-- EXERCISE INPUT follows --

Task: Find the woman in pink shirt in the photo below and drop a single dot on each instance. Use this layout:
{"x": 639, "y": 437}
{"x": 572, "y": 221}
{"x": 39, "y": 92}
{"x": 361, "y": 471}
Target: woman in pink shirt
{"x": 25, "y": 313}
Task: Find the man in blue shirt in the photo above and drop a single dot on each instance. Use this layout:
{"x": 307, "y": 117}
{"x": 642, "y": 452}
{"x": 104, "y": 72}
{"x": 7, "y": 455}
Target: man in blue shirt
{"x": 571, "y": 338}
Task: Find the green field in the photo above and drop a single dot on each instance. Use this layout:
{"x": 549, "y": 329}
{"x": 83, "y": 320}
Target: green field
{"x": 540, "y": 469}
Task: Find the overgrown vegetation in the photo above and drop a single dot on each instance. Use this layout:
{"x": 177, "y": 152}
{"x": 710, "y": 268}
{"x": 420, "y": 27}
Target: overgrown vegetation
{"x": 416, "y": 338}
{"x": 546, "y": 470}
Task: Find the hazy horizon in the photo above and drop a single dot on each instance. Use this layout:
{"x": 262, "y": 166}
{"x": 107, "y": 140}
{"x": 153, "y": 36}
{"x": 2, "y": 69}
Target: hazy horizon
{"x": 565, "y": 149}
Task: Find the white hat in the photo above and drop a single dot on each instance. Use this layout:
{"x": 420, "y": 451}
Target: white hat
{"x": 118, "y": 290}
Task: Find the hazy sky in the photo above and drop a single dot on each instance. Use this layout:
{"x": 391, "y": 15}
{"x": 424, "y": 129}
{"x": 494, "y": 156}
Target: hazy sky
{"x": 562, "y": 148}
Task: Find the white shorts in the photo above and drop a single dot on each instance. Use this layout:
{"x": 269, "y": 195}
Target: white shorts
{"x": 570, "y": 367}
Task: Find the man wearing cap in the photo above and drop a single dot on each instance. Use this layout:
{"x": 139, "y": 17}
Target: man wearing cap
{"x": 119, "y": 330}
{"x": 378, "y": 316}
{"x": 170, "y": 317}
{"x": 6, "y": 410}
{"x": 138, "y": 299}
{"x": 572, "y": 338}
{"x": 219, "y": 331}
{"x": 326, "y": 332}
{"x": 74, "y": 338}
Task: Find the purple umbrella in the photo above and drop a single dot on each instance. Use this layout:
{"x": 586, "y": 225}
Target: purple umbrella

-- EXERCISE INPUT concluded --

| ACTIVITY |
Find each line above that contains "umbrella", and copy those lines.

| TASK ANSWER |
Task: Find the purple umbrella in the photo above and drop a single dot on each instance. Use this layout:
Target: purple umbrella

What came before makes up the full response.